## start QUOTED PASSAGE
It was early April and Dean Becker was in combative spin mode.

Becker is vice chairman at Ocean Tomo, a pioneer in hosting patent auctions. Previous events generated $12 million, $19 million, even $23.9 million. But the company’s IP auction at San Francisco’s tony Ritz-Carlton hotel in late March this year posted poor results. Six lots sold out of 81 offered, netting $2.75 million, an all-time low.

“It was a great learning day,” Becker said of the company’s ninth auction since 2006. “We had unrealistic value expectations. Lots were priced way too far in advance.”

Buyers and sellers weren’t on the same page, “clearly just a mismatch,” he said.

There were other disconnects. The media buzz before the auction centered on Lot 38 – more than 15,000 hours of video and some 16,000 photos from The PTL Club, the bizarre religious program of the 70s and 80s featuring the late Tammy Faye Bakker and her secretary-raping, embezzling televangelist husband Jim, who did prison time for accounting fraud. The lot seemed like a random item amid the typical GPS, software and other high-tech offerings in the Ocean Tomo catalog.

Ocean Tomo called the PTL collection “a rare and unparalleled archive.” Saturday Night Live’s Seth Meyers poked fun at it on his Weekend Update segment.

“Here’s how the auction went,” Meyers quipped. “Do I hear nothing? Nothing? Nothing! Going once! Going twice! Sold! To nobody because no one would want that.”

Becker wasn’t amused.

“Our business is stronger than ever and things are great,” he said. “Show me anyone who’s had the guts and vision to do these events. Show me what they’ve done.”

Things would be different at the July gathering, he vowed. “We’re looking forward to a really successful auction.”

A London-based company bought Ocean Tomo’s auction business in June. The July show went on as scheduled under Becker’s direction as the new president of IPAC Ocean Tomo.

The July auction in Chicago featured 29 lots.

Four sold for a total of $1.57 million, the lowest dollar figure in Ocean Tomo auction history.

It was early August when I again found Dean Becker in combative spin mode.

“The July auction was a building block,” he said. “We sold more after the auction than during the auction. You will see a lot of exciting changes for the spring (2010) auction in San Francisco.”

How many lots did you sell after the auction? If you sold more after the auction than at the auction, what does that say of the auction model? Changes? What sort of changes?

He didn’t want to say just then, but if I called back in a week he’d fill me in on all the details.

“I’m up against a deadline,” I said. “What if you get hit by a bus in the meantime?”

Becker wasn’t amused. He hung up on me.

Do Your Bidding

Ocean Tomo was founded in 2003 by James Malackowski, a former finance and investment advisor and member of the IP Hall of Fame Academy. Ocean Tomo had five business units, including IP valuation, risk management and investments. But the auction business it launched more than three years ago – with its theater, pomp and pageantry – tended to generate most of the company’s headlines.
## end QUOTED PASSAGE
WORK TO DO - Retype the passage of the Ocean Tomo auction article starting at "It was early August" and ending at "sort of changes?", with no changes.
## start RECORDS PROVIDED
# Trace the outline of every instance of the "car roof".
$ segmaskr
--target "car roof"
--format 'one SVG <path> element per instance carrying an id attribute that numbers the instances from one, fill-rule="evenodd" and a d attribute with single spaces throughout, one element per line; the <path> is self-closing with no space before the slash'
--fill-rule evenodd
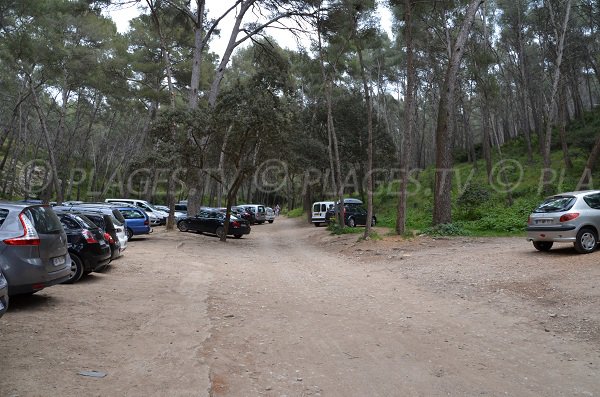
<path id="1" fill-rule="evenodd" d="M 0 201 L 0 205 L 2 205 L 4 208 L 10 208 L 13 210 L 23 210 L 28 207 L 44 207 L 44 206 L 49 207 L 48 204 L 36 204 L 36 203 L 25 203 L 25 202 L 15 203 L 12 201 Z"/>

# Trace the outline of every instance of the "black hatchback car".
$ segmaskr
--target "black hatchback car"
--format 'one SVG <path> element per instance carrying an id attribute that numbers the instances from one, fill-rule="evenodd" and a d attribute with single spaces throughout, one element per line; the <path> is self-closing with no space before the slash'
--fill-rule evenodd
<path id="1" fill-rule="evenodd" d="M 104 236 L 104 239 L 108 242 L 108 245 L 110 245 L 110 258 L 116 259 L 121 256 L 121 243 L 119 242 L 117 227 L 113 223 L 112 217 L 97 212 L 82 211 L 81 214 L 85 215 L 86 218 L 94 222 L 96 226 L 107 234 L 107 236 Z"/>
<path id="2" fill-rule="evenodd" d="M 71 274 L 67 283 L 79 281 L 84 274 L 100 270 L 110 263 L 110 245 L 104 231 L 81 214 L 57 213 L 67 233 Z"/>
<path id="3" fill-rule="evenodd" d="M 336 204 L 335 208 L 339 207 Z M 325 221 L 331 222 L 335 219 L 335 208 L 331 208 L 325 214 Z M 349 227 L 367 224 L 367 209 L 363 207 L 362 201 L 356 199 L 348 199 L 344 201 L 344 223 Z M 373 215 L 371 218 L 371 226 L 375 226 L 377 217 Z"/>
<path id="4" fill-rule="evenodd" d="M 218 210 L 203 210 L 196 216 L 188 216 L 177 222 L 177 228 L 182 232 L 194 231 L 216 234 L 219 238 L 225 233 L 225 214 Z M 232 216 L 229 219 L 228 235 L 241 238 L 250 233 L 250 224 Z"/>

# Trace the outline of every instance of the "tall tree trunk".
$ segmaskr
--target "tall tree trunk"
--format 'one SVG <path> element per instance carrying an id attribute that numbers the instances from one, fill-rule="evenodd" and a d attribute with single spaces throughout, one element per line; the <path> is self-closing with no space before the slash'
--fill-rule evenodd
<path id="1" fill-rule="evenodd" d="M 433 204 L 433 224 L 452 222 L 452 138 L 454 125 L 454 90 L 458 68 L 464 54 L 464 46 L 475 13 L 483 0 L 473 0 L 469 4 L 460 31 L 452 44 L 446 75 L 440 91 L 436 137 L 436 172 Z"/>
<path id="2" fill-rule="evenodd" d="M 362 56 L 361 44 L 356 40 L 360 75 L 365 91 L 365 104 L 367 106 L 367 221 L 363 237 L 366 239 L 371 234 L 371 219 L 373 219 L 373 105 L 371 103 L 371 88 L 367 80 L 365 62 Z"/>
<path id="3" fill-rule="evenodd" d="M 567 145 L 567 98 L 565 93 L 565 85 L 563 84 L 560 88 L 560 97 L 558 100 L 558 132 L 560 136 L 560 145 L 563 151 L 563 160 L 567 169 L 573 168 L 573 162 L 571 162 L 571 156 L 569 156 L 569 147 Z"/>
<path id="4" fill-rule="evenodd" d="M 550 182 L 553 177 L 553 172 L 550 169 L 552 165 L 552 161 L 550 158 L 550 149 L 552 143 L 552 126 L 554 124 L 554 114 L 556 109 L 556 96 L 558 92 L 558 85 L 560 83 L 560 67 L 562 64 L 562 57 L 565 48 L 565 36 L 567 35 L 567 26 L 569 24 L 569 16 L 571 13 L 571 2 L 572 0 L 567 0 L 565 18 L 562 24 L 561 32 L 558 31 L 558 26 L 556 25 L 554 10 L 550 3 L 548 4 L 548 8 L 550 11 L 550 18 L 554 25 L 554 35 L 555 40 L 558 43 L 556 49 L 556 61 L 555 61 L 555 69 L 554 75 L 552 77 L 552 91 L 550 93 L 550 99 L 545 107 L 545 116 L 546 116 L 546 134 L 544 136 L 544 170 L 543 170 L 543 188 L 546 193 L 550 193 Z"/>
<path id="5" fill-rule="evenodd" d="M 48 131 L 48 127 L 46 126 L 46 119 L 42 114 L 42 109 L 40 108 L 40 103 L 38 101 L 37 93 L 35 92 L 35 88 L 33 87 L 33 82 L 31 79 L 29 80 L 29 88 L 31 90 L 31 96 L 33 98 L 33 106 L 38 114 L 38 118 L 40 119 L 40 125 L 42 126 L 42 133 L 44 135 L 44 140 L 46 141 L 46 147 L 48 148 L 48 158 L 50 160 L 50 168 L 52 173 L 52 184 L 54 186 L 54 190 L 56 192 L 56 203 L 61 205 L 63 202 L 62 197 L 62 189 L 60 188 L 60 179 L 58 178 L 58 167 L 56 164 L 56 158 L 54 155 L 54 147 L 52 145 L 52 141 L 50 139 L 50 132 Z"/>
<path id="6" fill-rule="evenodd" d="M 404 39 L 406 41 L 406 92 L 404 96 L 404 139 L 400 158 L 400 187 L 396 213 L 396 233 L 406 232 L 406 207 L 408 203 L 408 176 L 412 154 L 412 136 L 414 125 L 415 86 L 417 82 L 415 54 L 413 48 L 413 0 L 404 0 Z"/>

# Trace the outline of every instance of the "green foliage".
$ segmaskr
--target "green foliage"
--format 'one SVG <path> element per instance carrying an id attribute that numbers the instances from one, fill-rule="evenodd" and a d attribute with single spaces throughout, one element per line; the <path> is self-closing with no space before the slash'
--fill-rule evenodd
<path id="1" fill-rule="evenodd" d="M 459 223 L 444 223 L 423 230 L 429 236 L 468 236 L 470 233 Z"/>
<path id="2" fill-rule="evenodd" d="M 289 218 L 300 218 L 302 215 L 304 215 L 304 209 L 294 208 L 293 210 L 288 211 L 286 215 Z"/>

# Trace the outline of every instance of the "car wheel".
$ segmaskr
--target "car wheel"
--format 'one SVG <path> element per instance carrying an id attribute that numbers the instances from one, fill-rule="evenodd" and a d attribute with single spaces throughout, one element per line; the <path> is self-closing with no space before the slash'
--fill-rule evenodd
<path id="1" fill-rule="evenodd" d="M 73 284 L 81 279 L 83 276 L 83 262 L 78 256 L 69 254 L 71 256 L 71 273 L 69 279 L 65 281 L 65 284 Z"/>
<path id="2" fill-rule="evenodd" d="M 550 248 L 552 248 L 553 244 L 554 243 L 552 241 L 534 241 L 533 242 L 533 246 L 535 247 L 535 249 L 538 251 L 543 251 L 543 252 L 550 251 Z"/>
<path id="3" fill-rule="evenodd" d="M 187 232 L 190 230 L 190 226 L 188 225 L 187 221 L 179 221 L 177 222 L 177 229 L 179 229 L 181 232 Z"/>
<path id="4" fill-rule="evenodd" d="M 580 254 L 589 254 L 596 249 L 598 237 L 592 229 L 584 227 L 575 238 L 575 250 Z"/>

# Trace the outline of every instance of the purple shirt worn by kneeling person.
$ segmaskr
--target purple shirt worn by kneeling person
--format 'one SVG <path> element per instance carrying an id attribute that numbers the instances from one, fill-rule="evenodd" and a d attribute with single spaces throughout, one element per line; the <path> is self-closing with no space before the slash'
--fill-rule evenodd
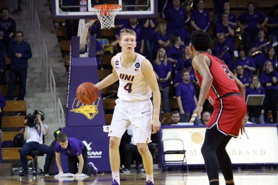
<path id="1" fill-rule="evenodd" d="M 61 153 L 68 157 L 75 155 L 79 156 L 82 154 L 84 146 L 84 144 L 80 140 L 69 137 L 68 138 L 68 146 L 66 149 L 63 148 L 57 141 L 55 144 L 54 151 L 55 152 Z"/>

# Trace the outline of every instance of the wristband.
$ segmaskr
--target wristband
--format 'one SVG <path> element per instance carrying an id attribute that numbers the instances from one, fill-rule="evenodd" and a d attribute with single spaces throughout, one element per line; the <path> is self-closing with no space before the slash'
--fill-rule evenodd
<path id="1" fill-rule="evenodd" d="M 158 114 L 154 114 L 154 116 L 153 117 L 153 119 L 157 119 L 158 120 L 159 119 L 159 115 Z"/>

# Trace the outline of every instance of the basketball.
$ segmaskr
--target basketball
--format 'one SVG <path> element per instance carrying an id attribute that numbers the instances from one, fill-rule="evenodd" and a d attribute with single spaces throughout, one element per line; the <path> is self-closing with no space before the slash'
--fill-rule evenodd
<path id="1" fill-rule="evenodd" d="M 95 84 L 90 82 L 82 83 L 76 90 L 76 97 L 83 104 L 91 104 L 99 97 L 99 90 Z"/>

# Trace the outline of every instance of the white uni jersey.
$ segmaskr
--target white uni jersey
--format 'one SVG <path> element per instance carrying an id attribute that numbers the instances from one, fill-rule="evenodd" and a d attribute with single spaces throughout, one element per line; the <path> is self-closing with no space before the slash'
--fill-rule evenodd
<path id="1" fill-rule="evenodd" d="M 138 53 L 132 66 L 126 69 L 121 64 L 121 53 L 116 55 L 114 60 L 114 68 L 120 80 L 118 97 L 128 102 L 149 99 L 152 96 L 152 90 L 141 71 L 144 56 Z"/>

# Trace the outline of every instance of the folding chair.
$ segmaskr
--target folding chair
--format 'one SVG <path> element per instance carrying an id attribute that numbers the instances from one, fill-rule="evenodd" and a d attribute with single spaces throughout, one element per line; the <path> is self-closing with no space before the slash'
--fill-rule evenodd
<path id="1" fill-rule="evenodd" d="M 166 147 L 164 146 L 164 143 L 165 141 L 171 140 L 175 141 L 175 145 L 171 145 L 171 147 Z M 183 166 L 183 164 L 185 163 L 186 165 L 186 167 L 187 169 L 187 171 L 188 171 L 188 166 L 187 165 L 187 162 L 186 161 L 186 157 L 185 156 L 185 152 L 186 150 L 184 149 L 184 147 L 183 146 L 183 142 L 182 139 L 179 134 L 175 131 L 169 131 L 163 132 L 162 133 L 162 149 L 163 151 L 163 154 L 164 156 L 164 160 L 163 162 L 162 170 L 164 168 L 166 169 L 166 171 L 167 170 L 167 163 L 171 164 L 172 166 L 178 166 L 179 165 L 181 165 L 181 170 L 182 170 Z M 176 150 L 172 149 L 176 148 L 182 149 Z M 173 155 L 180 154 L 183 155 L 182 160 L 166 160 L 165 159 L 165 156 L 167 155 Z M 185 162 L 184 162 L 184 159 L 185 159 Z"/>

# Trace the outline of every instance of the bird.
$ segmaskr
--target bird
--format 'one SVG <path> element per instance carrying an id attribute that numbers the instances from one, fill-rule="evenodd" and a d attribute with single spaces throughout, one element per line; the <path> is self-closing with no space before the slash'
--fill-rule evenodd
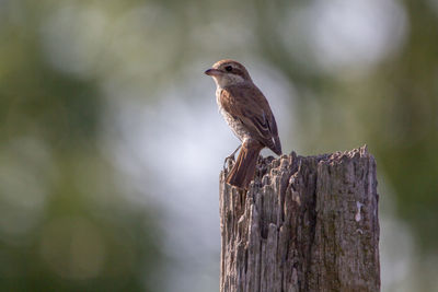
<path id="1" fill-rule="evenodd" d="M 247 190 L 262 149 L 268 148 L 281 155 L 277 122 L 269 103 L 243 65 L 231 59 L 220 60 L 205 74 L 214 79 L 219 112 L 241 141 L 241 145 L 229 156 L 234 157 L 240 149 L 226 182 Z"/>

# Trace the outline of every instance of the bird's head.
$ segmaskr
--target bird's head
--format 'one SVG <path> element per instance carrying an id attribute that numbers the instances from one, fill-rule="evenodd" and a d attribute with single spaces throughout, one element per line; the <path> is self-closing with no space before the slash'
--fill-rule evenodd
<path id="1" fill-rule="evenodd" d="M 233 60 L 221 60 L 205 71 L 212 77 L 219 87 L 227 87 L 243 82 L 252 82 L 245 67 Z"/>

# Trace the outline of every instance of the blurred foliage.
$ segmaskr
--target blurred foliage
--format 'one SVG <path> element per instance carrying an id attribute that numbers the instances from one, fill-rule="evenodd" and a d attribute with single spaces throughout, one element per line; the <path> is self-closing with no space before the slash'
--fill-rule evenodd
<path id="1" fill-rule="evenodd" d="M 108 132 L 119 138 L 108 104 L 151 102 L 224 57 L 291 84 L 300 152 L 367 143 L 420 250 L 436 254 L 438 4 L 371 2 L 382 27 L 393 17 L 378 40 L 394 48 L 344 66 L 311 36 L 339 1 L 0 0 L 2 290 L 160 291 L 157 211 L 128 199 L 105 152 Z"/>
<path id="2" fill-rule="evenodd" d="M 161 291 L 157 214 L 102 151 L 97 80 L 57 70 L 53 1 L 0 1 L 0 290 Z"/>

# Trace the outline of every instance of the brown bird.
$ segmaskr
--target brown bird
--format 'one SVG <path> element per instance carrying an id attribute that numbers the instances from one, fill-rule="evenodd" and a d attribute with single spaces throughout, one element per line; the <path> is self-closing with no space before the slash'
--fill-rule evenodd
<path id="1" fill-rule="evenodd" d="M 242 142 L 227 183 L 247 189 L 262 149 L 267 147 L 281 155 L 281 143 L 273 112 L 266 97 L 240 62 L 221 60 L 205 73 L 215 80 L 216 101 L 220 113 Z M 239 148 L 230 157 L 234 156 Z"/>

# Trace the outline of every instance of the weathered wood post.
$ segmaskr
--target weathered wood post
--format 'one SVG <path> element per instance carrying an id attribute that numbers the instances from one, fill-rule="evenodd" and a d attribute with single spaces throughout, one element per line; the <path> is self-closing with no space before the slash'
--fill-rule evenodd
<path id="1" fill-rule="evenodd" d="M 220 176 L 220 292 L 379 291 L 376 162 L 366 147 L 261 159 L 246 194 Z"/>

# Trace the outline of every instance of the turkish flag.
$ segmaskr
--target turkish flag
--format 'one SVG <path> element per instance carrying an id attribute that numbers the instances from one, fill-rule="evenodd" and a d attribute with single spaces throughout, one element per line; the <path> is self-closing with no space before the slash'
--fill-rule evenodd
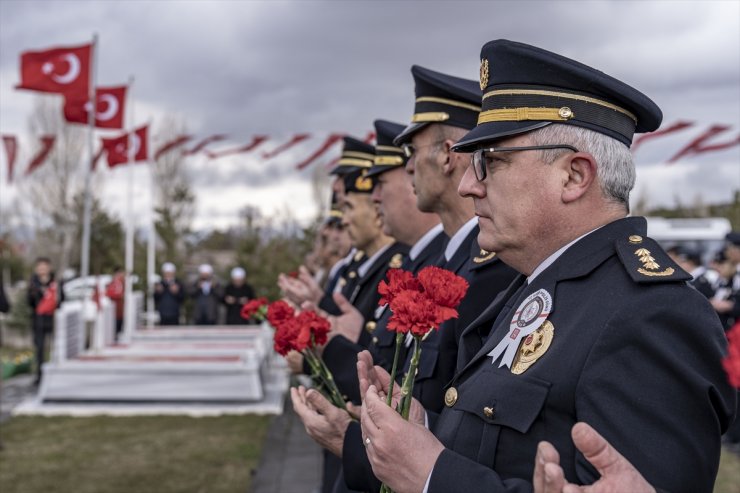
<path id="1" fill-rule="evenodd" d="M 132 141 L 134 161 L 146 161 L 149 156 L 148 136 L 149 125 L 145 125 L 134 131 Z M 108 167 L 126 164 L 129 162 L 129 134 L 124 134 L 111 139 L 100 139 L 108 155 Z"/>
<path id="2" fill-rule="evenodd" d="M 95 126 L 123 128 L 126 86 L 95 89 Z M 90 113 L 87 94 L 74 93 L 64 97 L 64 119 L 72 123 L 87 123 Z"/>
<path id="3" fill-rule="evenodd" d="M 92 45 L 21 53 L 21 83 L 16 89 L 87 94 Z"/>

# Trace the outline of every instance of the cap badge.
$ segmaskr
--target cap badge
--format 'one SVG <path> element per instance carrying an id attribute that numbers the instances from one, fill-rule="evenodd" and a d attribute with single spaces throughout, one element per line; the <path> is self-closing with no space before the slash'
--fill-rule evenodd
<path id="1" fill-rule="evenodd" d="M 488 85 L 488 60 L 481 58 L 480 61 L 480 90 L 486 88 Z"/>
<path id="2" fill-rule="evenodd" d="M 562 118 L 563 120 L 569 120 L 573 118 L 573 110 L 571 110 L 567 106 L 563 106 L 558 110 L 558 116 L 560 116 L 560 118 Z"/>
<path id="3" fill-rule="evenodd" d="M 360 192 L 367 192 L 368 190 L 372 190 L 373 181 L 370 178 L 359 176 L 355 180 L 355 188 Z"/>
<path id="4" fill-rule="evenodd" d="M 403 255 L 400 253 L 395 254 L 391 257 L 391 261 L 388 263 L 388 267 L 391 269 L 398 269 L 403 264 Z"/>

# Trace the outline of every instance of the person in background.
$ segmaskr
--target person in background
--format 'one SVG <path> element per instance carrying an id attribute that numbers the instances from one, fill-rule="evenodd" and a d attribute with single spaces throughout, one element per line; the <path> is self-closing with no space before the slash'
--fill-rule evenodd
<path id="1" fill-rule="evenodd" d="M 175 264 L 162 264 L 162 280 L 154 285 L 154 302 L 160 325 L 179 325 L 180 307 L 185 299 L 182 283 L 175 277 Z"/>
<path id="2" fill-rule="evenodd" d="M 707 298 L 714 295 L 714 285 L 719 276 L 716 271 L 702 265 L 701 254 L 698 251 L 682 246 L 674 246 L 666 250 L 666 253 L 683 270 L 691 274 L 692 279 L 689 284 Z"/>
<path id="3" fill-rule="evenodd" d="M 46 336 L 54 330 L 54 312 L 64 300 L 64 292 L 54 279 L 51 261 L 39 257 L 28 283 L 28 305 L 31 307 L 33 344 L 36 348 L 36 380 L 41 383 L 41 366 L 46 352 Z"/>
<path id="4" fill-rule="evenodd" d="M 198 279 L 190 290 L 193 298 L 193 324 L 215 325 L 218 320 L 218 305 L 221 299 L 221 286 L 213 278 L 213 267 L 201 264 Z"/>
<path id="5" fill-rule="evenodd" d="M 113 279 L 105 287 L 105 295 L 116 305 L 116 341 L 123 330 L 123 298 L 126 292 L 126 275 L 120 266 L 113 269 Z"/>
<path id="6" fill-rule="evenodd" d="M 713 265 L 719 273 L 719 280 L 709 302 L 727 331 L 738 319 L 735 310 L 736 300 L 740 297 L 740 286 L 736 285 L 738 284 L 736 282 L 737 266 L 728 257 L 726 251 L 720 251 L 715 255 Z"/>
<path id="7" fill-rule="evenodd" d="M 241 316 L 242 306 L 253 299 L 254 289 L 246 283 L 247 272 L 241 267 L 231 269 L 231 282 L 224 288 L 222 301 L 226 305 L 226 324 L 247 323 Z"/>

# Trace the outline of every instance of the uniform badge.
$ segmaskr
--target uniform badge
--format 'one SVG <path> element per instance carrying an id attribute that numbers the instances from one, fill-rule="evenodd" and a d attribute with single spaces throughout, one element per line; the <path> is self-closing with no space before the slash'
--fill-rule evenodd
<path id="1" fill-rule="evenodd" d="M 360 192 L 367 192 L 368 190 L 372 190 L 373 181 L 370 178 L 358 176 L 355 180 L 355 188 Z"/>
<path id="2" fill-rule="evenodd" d="M 482 58 L 480 61 L 480 90 L 488 85 L 488 60 Z"/>
<path id="3" fill-rule="evenodd" d="M 380 317 L 383 316 L 383 313 L 385 312 L 385 309 L 386 308 L 388 308 L 388 303 L 386 303 L 384 305 L 379 305 L 375 309 L 375 313 L 373 314 L 373 317 L 375 318 L 375 320 L 380 320 Z"/>
<path id="4" fill-rule="evenodd" d="M 395 254 L 393 257 L 391 257 L 391 261 L 388 262 L 388 267 L 391 269 L 398 269 L 401 267 L 401 264 L 403 263 L 403 255 L 400 253 Z"/>
<path id="5" fill-rule="evenodd" d="M 496 252 L 489 252 L 488 250 L 480 249 L 480 254 L 477 257 L 473 257 L 473 262 L 476 264 L 482 264 L 483 262 L 488 262 L 493 257 L 496 256 Z"/>
<path id="6" fill-rule="evenodd" d="M 650 254 L 650 250 L 647 248 L 638 248 L 637 251 L 635 251 L 635 255 L 637 255 L 640 259 L 640 263 L 642 263 L 642 267 L 637 269 L 637 272 L 643 276 L 670 276 L 674 272 L 673 267 L 668 267 L 665 270 L 658 271 L 658 269 L 660 269 L 660 265 L 658 265 Z"/>
<path id="7" fill-rule="evenodd" d="M 493 348 L 493 351 L 488 353 L 488 356 L 492 358 L 491 363 L 495 363 L 503 355 L 499 368 L 502 366 L 512 368 L 521 341 L 540 328 L 551 311 L 552 296 L 546 290 L 538 289 L 527 296 L 514 312 L 514 317 L 509 324 L 509 332 Z"/>
<path id="8" fill-rule="evenodd" d="M 540 356 L 550 349 L 552 338 L 555 335 L 555 326 L 545 320 L 540 327 L 522 340 L 519 352 L 514 358 L 511 373 L 521 375 L 537 361 Z"/>

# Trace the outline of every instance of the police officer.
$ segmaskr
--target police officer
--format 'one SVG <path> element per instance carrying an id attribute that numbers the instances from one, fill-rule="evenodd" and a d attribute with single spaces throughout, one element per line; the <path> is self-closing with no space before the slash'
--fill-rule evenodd
<path id="1" fill-rule="evenodd" d="M 626 217 L 629 146 L 658 128 L 660 109 L 507 40 L 483 47 L 480 75 L 478 125 L 454 147 L 474 153 L 460 192 L 475 202 L 481 246 L 522 275 L 465 329 L 433 433 L 419 407 L 409 423 L 385 405 L 381 372 L 361 355 L 373 470 L 399 492 L 528 491 L 547 440 L 565 477 L 590 484 L 599 474 L 570 437 L 585 421 L 656 488 L 711 491 L 735 412 L 724 334 L 644 218 Z M 464 349 L 488 327 L 482 348 Z"/>
<path id="2" fill-rule="evenodd" d="M 400 147 L 393 145 L 393 139 L 403 129 L 400 124 L 375 121 L 376 154 L 366 176 L 376 179 L 372 199 L 382 220 L 383 233 L 411 245 L 409 254 L 398 267 L 416 273 L 437 261 L 448 238 L 436 213 L 425 213 L 416 208 L 411 180 L 405 171 L 406 156 Z M 346 309 L 356 310 L 354 307 Z M 387 306 L 376 306 L 369 320 L 361 319 L 359 315 L 358 312 L 355 320 L 362 322 L 354 326 L 339 326 L 338 333 L 331 338 L 323 353 L 325 360 L 331 362 L 329 369 L 340 390 L 358 403 L 357 353 L 368 347 L 376 361 L 383 361 L 384 366 L 390 369 L 396 340 L 395 332 L 385 327 L 390 316 Z M 358 343 L 363 328 L 372 336 L 369 346 Z"/>

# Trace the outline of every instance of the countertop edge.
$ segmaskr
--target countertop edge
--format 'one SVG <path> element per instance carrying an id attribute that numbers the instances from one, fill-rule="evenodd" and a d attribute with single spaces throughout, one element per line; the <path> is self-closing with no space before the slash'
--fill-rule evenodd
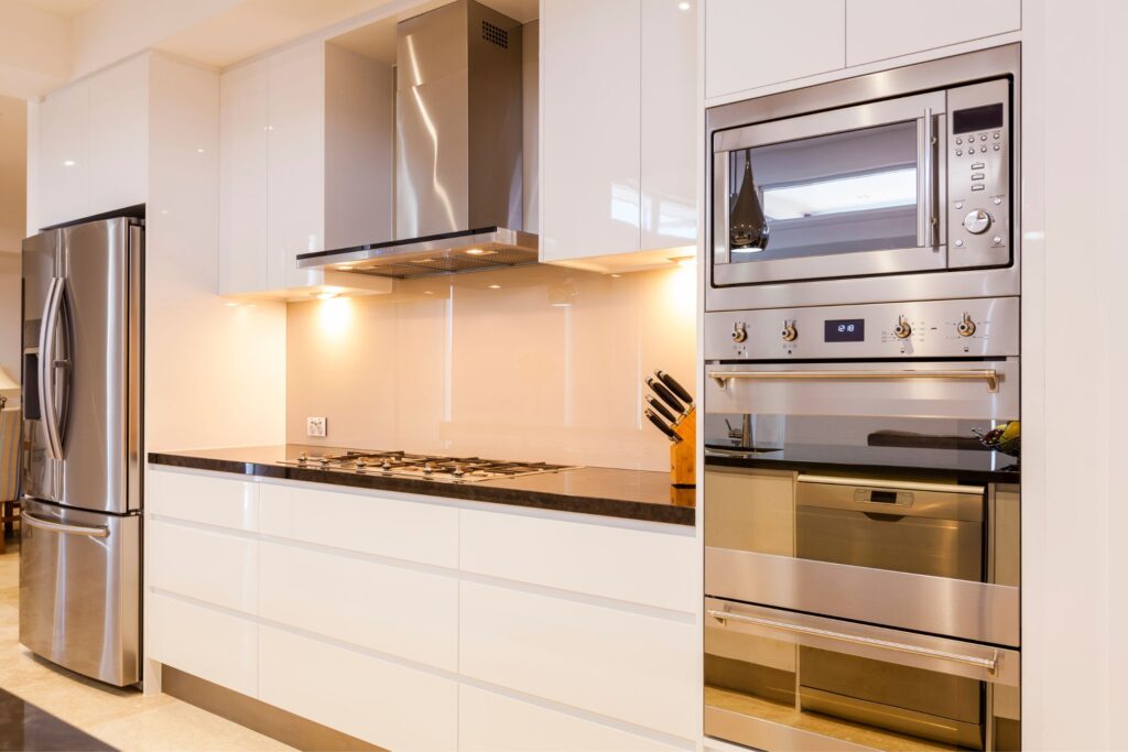
<path id="1" fill-rule="evenodd" d="M 266 465 L 214 458 L 196 458 L 187 454 L 166 452 L 149 452 L 148 462 L 152 466 L 186 468 L 211 472 L 275 478 L 281 480 L 299 480 L 346 488 L 363 488 L 367 490 L 387 490 L 418 496 L 434 496 L 460 501 L 503 504 L 506 506 L 523 506 L 530 508 L 572 512 L 592 516 L 637 520 L 641 522 L 659 522 L 694 527 L 696 510 L 691 506 L 675 506 L 634 502 L 623 498 L 599 496 L 575 496 L 540 490 L 517 488 L 497 488 L 475 484 L 449 484 L 412 478 L 381 478 L 379 476 L 358 476 L 329 470 L 296 468 L 283 465 Z"/>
## end RECORDS PROVIDED
RESPONSE TO THIS TASK -
It was early August when I again found Dean Becker in combative spin mode.

“The July auction was a building block,” he said. “We sold more after the auction than during the auction. You will see a lot of exciting changes for the spring (2010) auction in San Francisco.”

How many lots did you sell after the auction? If you sold more after the auction than at the auction, what does that say of the auction model? Changes? What sort of changes?